Alıntılanan Metin –
SAHABENİN ZİKRİ I.....

                 Peygamber Efendimiz bizzat kendi müstakil bir ibâdet olarak Allah’ı zikrettiği gibi, bunu sahabesine de her fırsatta tavsiye etmiştir. Asr-ı Saadet’e Resûlullah’ın ve ashabının hayatına bakıldığında, bu özel zikrin sayısız örneklerine rastlamak mümküdür. Peygamber Efendimiz’in ashaba vird tarif ettiği hadis kitaplarında mevcuttur. Bu hadis-i şeriflerden birkaçını aktarmakla yetinelim zira bu mevzuda nakledilen hadislerin sayısı oldukça fazladır.

<SAHABENİN ZİKRİ I.....

  Müslim b. el-Hâris’ten (radiyallahu anh); “Peygamber (sallallahu aleyhi ve âlihi) kulağına eğilip gizlice şöyle buyurmuş: Akşam namazını kıldıktan sonra hiç kimseyle konuşmadan yedi kere ‘Allahümme ecirnî minen-nâr/Allah’ım, beni ateşten kurtar’ de! Çünkü bunu deyip de o gece ölürsen, mutlaka Cehennemden kurtulursun. Sabah namazından sonra da aynı şeyi söyle! Zira o gün ölürsen ateşten kurtulmak senin için mukadder olur.”  (Sahabinin oğlu) el-Hâris b. Müslim dedi ki: “Peygamber (sallallahu aleyhi ve âlihi) ona bunu gizlice söylediği için kardeşlerimiz arasında buna özel bir değer verirdik.” (Ebû Dâvud, 5079; İsh. b. İbr. ed-Dimaşkî an Muh. b. Şuayb an AbdirRahmân b. Hassân el-Filistinî ani’l-Hâris b. Müslim an ebîhî senedi ile tahrîc etti)

Sağlanan Materyal –
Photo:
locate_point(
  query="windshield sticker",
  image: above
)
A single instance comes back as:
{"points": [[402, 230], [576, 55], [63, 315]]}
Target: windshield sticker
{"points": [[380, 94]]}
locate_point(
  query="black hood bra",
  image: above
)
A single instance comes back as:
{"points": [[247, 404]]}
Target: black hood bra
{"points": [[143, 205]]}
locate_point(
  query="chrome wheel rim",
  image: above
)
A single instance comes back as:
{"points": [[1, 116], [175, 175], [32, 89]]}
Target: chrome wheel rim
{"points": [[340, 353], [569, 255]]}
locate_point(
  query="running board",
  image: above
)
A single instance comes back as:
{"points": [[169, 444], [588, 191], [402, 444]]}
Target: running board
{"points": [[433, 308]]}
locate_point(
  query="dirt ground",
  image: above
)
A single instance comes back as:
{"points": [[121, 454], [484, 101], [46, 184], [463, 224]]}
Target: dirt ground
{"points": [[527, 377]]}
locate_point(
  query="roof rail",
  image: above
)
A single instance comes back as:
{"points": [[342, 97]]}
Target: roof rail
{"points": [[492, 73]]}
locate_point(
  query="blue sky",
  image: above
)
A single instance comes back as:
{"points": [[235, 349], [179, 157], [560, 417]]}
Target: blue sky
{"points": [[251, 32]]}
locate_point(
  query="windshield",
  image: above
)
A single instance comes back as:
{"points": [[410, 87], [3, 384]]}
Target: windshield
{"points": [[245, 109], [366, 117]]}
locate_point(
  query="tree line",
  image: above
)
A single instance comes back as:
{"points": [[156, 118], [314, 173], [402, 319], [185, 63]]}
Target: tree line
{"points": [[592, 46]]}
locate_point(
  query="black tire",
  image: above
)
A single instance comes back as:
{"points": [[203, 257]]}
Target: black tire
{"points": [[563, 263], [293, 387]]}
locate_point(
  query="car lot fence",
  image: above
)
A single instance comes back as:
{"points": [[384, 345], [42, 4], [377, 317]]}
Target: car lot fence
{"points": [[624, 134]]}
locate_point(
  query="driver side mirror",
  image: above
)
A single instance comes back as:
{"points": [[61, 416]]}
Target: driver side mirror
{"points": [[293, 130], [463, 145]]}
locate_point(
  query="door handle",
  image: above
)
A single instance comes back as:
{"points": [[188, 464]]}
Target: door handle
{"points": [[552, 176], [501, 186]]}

Yönergeler –
1. Sahabenin zikrine dair metnin sonundaki sened zincirinde adı açıkça geçen ravileri, metindeki yazılışlarıyla sıralayınız.
2. Sahabenin zikrine dair metinde "<SAHABENİN ZİKRİ I....." ifadesinden "ile tahrîc etti)" ifadesine kadar olan bölümü aynen yazınız.
3. Sahabenin zikrine dair metni kaldığı yerden devam ettiriniz.

Görevlere Göre Cevaplar –
1.
İsh. b. İbr. ed-Dimaşkî
Muh. b. Şuayb
AbdirRahmân b. Hassân el-Filistinî
el-Hâris b. Müslim

2.
<SAHABENİN ZİKRİ I.....

  Müslim b. el-Hâris’ten (radiyallahu anh); “Peygamber (sallallahu aleyhi ve âlihi) kulağına eğilip gizlice şöyle buyurmuş: Akşam namazını kıldıktan sonra hiç kimseyle konuşmadan yedi kere ‘Allahümme ecirnî minen-nâr/Allah’ım, beni ateşten kurtar’ de! Çünkü bunu deyip de o gece ölürsen, mutlaka Cehennemden kurtulursun. Sabah namazından sonra da aynı şeyi söyle! Zira o gün ölürsen ateşten kurtulmak senin için mukadder olur.”  (Sahabinin oğlu) el-Hâris b. Müslim dedi ki: “Peygamber (sallallahu aleyhi ve âlihi) ona bunu gizlice söylediği için kardeşlerimiz arasında buna özel bir değer verirdik.” (Ebû Dâvud, 5079; İsh. b. İbr. ed-Dimaşkî an Muh. b. Şuayb an AbdirRahmân b. Hassân el-Filistinî ani’l-Hâris b. Müslim an ebîhî senedi ile tahrîc etti)

3.
   Hz. Ali’den (radiyallahu anh); “Peygamber (sallallahu aleyhi ve âlihi) bana dedi ki: ‘Söylediğin zaman, Allah’ın seni bağışlayacağı birkaç kelime öğreteyim mi? Şöyle de: Lâ ilâhe illallahü’l-Aliyyü’l-Azîm. Lâ ilâhe illallahül-Hâlîmü’l-Kerim. Lâ ilâhe illallahü Rabbü’l-Arşi’lAzîm.” (Tirmizî, 3504; el-Hüseyn b. Vâkıd an Ebî İshâk ani’l-Hâris an Alî asl-ı senedi ile tahrîc etti)

  Hz. Ali’den (radiyallahu anh); O, İbn A’bed’e, “Sana kendimden ve Fâtıma’dan bahsedeyim mi?” dedi. “Evet” dedim.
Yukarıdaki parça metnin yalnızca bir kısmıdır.